EXERCISE 1:
In the Michener post, which book is called his first foray into Japanese art history?
EXERCISE 2:
Reproduce everything in the Michener post from "All right, so" down to "we know it.".
EXERCISE 3:
Decide whether each statement agrees with the Michener post, answering yes or no and quoting the deciding words: (a) Michener's tour of Asia for the 1951 book took place in 1950-1951. (b) The writer pulled several quotes from the 1951 book. (c) The writer rates the 1951 book 4 out of 5 stars.

6.06.2017

Five More by Michener


That picture is so adorable. Michener mentioned in his autobiography that wherever he went throughout his life (but particularly during WW2) he was usually mistaken for someone else and that this experience disabused him of any notions of being all that physically distinguishable from anyone else. Judging from this picture, though, it's clear that when the world gained a great novelist, it lost a fine iced tea model. 

All right, so five more Micheners for you. Sorry about the vague title for this posts as well as the lack of a proper title for the ongoing project; if I had the latter, the former would be taken care of. Ah well. It's all leading up to the End Post that'll have everything properly sorted, so it'll be moot before we know it.

As before, presented in order of publication.

1.
(1951)

I decided not to pull any quotes from this one. Every other page had something memorable, so we would have been here all month. Michener was sent (by Life or Colliers or something - I didn't write it down and googling's no help) on a tour of Asia in 1950-1951 as it emerged from World War Two, in some places (Malaysia) peacefully, in others (Indonesia) violently. Through a series of interviews, personal reflections, observations, and history, Michener does his usual commendable job of presenting all sides pretty fairly, even while filtering it through the political understanding of a mid-20th-century white guy.

I certainly don't mean that dismissively, as too many might these days, just that he makes an effort to be self-aware in this specific regard - as he does throughout his work - and was undeniably ahead of his time while also being a man of his era: politically incorrect, imbued with what he described elsewhere as "the stamp of my education - automatic patriotism (and) faith in the ideals that were prevalent in 1932, and were proven so dreadfully wrong." 

You'll have to read it yourself to see if it makes for the same fascinating crossroads of perspective I found it to be. Every country visited was in such a unique place in these years, and to have a writer / thinker / listener of Michener's vintage as our man on the scene gets a big 5 out of 5 stars from me. It's a wonderful companion to Return to Paradise, published the year before and which accomplishes the same for those South Pacific islands not covered here.


2.
(1959)

More Japanese art history! And a whole lot of it. Is it the equal of The Floating World, his first foray into this sort of thing? It's difficult for me to judge - I found both equally fascinating and wonderful to look at with each artist and process a revelation. But it's all completely new to me, so it's difficult to tell where these rank against similar overviews or introductions.

(Stored items from a collection)
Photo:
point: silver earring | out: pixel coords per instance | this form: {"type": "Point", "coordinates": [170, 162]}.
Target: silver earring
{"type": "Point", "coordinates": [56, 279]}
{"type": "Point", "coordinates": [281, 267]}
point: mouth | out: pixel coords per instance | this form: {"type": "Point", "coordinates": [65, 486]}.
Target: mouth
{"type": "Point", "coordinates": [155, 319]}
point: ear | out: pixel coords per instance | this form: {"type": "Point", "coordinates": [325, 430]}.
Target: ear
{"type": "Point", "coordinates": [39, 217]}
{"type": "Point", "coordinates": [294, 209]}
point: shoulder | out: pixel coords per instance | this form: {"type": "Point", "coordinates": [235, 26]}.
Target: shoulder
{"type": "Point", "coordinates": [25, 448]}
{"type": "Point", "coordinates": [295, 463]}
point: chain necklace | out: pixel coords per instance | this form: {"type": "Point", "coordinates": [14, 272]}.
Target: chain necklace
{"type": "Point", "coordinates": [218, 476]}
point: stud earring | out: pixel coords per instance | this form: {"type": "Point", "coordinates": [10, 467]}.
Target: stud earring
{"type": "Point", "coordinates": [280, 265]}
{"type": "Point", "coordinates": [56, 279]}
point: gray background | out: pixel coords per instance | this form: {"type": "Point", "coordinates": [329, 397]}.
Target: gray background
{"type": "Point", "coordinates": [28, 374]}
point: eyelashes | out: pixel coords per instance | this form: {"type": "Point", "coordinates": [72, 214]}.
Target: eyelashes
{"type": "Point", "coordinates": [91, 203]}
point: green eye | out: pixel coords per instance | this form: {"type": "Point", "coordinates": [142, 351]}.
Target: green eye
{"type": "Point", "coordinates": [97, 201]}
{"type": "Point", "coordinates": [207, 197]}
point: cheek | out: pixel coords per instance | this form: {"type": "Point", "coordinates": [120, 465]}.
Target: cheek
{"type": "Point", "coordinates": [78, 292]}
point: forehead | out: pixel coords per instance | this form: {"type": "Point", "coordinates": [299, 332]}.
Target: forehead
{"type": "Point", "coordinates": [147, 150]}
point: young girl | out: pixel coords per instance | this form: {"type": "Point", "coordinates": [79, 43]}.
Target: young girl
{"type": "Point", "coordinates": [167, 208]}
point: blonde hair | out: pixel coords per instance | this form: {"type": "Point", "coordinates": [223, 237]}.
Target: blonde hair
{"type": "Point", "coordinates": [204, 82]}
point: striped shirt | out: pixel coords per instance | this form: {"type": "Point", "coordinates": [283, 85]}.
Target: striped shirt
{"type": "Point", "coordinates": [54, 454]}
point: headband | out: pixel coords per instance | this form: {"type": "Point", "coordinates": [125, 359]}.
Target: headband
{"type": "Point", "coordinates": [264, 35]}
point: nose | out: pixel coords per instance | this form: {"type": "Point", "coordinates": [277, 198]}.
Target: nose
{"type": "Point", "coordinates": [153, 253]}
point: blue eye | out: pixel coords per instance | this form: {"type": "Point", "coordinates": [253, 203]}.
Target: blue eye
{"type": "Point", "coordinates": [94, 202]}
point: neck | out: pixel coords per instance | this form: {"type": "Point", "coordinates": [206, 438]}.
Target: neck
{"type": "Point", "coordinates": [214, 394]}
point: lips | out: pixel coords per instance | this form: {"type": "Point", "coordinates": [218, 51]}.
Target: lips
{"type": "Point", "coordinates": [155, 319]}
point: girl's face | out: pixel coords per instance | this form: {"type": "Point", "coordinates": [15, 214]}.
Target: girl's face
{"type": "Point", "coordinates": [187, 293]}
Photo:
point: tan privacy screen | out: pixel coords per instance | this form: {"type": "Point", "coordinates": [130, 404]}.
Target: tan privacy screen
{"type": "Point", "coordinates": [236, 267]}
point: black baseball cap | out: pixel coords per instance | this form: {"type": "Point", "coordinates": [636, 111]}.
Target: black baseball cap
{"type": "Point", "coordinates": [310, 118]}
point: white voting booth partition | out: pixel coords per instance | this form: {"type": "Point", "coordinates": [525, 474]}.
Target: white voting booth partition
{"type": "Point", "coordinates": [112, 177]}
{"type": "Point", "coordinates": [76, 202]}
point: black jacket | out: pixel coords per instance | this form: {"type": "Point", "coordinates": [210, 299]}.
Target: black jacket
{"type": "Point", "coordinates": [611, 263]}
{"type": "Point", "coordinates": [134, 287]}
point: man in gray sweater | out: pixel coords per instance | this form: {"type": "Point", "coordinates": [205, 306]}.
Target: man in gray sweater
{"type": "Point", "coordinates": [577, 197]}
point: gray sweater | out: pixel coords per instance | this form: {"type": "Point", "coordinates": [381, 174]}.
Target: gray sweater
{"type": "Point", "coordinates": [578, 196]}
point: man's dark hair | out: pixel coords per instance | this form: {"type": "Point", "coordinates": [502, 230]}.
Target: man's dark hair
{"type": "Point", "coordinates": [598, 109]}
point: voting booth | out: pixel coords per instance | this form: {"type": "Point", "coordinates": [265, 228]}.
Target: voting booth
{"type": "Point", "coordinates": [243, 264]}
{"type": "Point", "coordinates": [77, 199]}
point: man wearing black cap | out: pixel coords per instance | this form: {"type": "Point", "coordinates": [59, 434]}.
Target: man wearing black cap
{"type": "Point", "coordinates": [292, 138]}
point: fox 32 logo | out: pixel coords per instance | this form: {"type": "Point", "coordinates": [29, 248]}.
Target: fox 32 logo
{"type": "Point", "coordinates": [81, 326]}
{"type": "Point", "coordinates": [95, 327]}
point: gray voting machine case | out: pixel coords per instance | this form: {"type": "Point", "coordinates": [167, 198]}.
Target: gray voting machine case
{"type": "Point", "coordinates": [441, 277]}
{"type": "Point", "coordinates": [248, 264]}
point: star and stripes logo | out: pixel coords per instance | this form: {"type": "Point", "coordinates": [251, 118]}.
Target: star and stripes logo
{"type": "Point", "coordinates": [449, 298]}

PROBLEM SOLUTION 1:
The Floating World

PROBLEM SOLUTION 2:
All right, so five more Micheners for you. Sorry about the vague title for this posts as well as the lack of a proper title for the ongoing project; if I had the latter, the former would be taken care of. Ah well. It's all leading up to the End Post that'll have everything properly sorted, so it'll be moot before we know it.

PROBLEM SOLUTION 3:
(a) Yes: "on a tour of Asia in 1950-1951"
(b) No: "I decided not to pull any quotes from this one."
(c) No: "gets a big 5 out of 5 stars from me"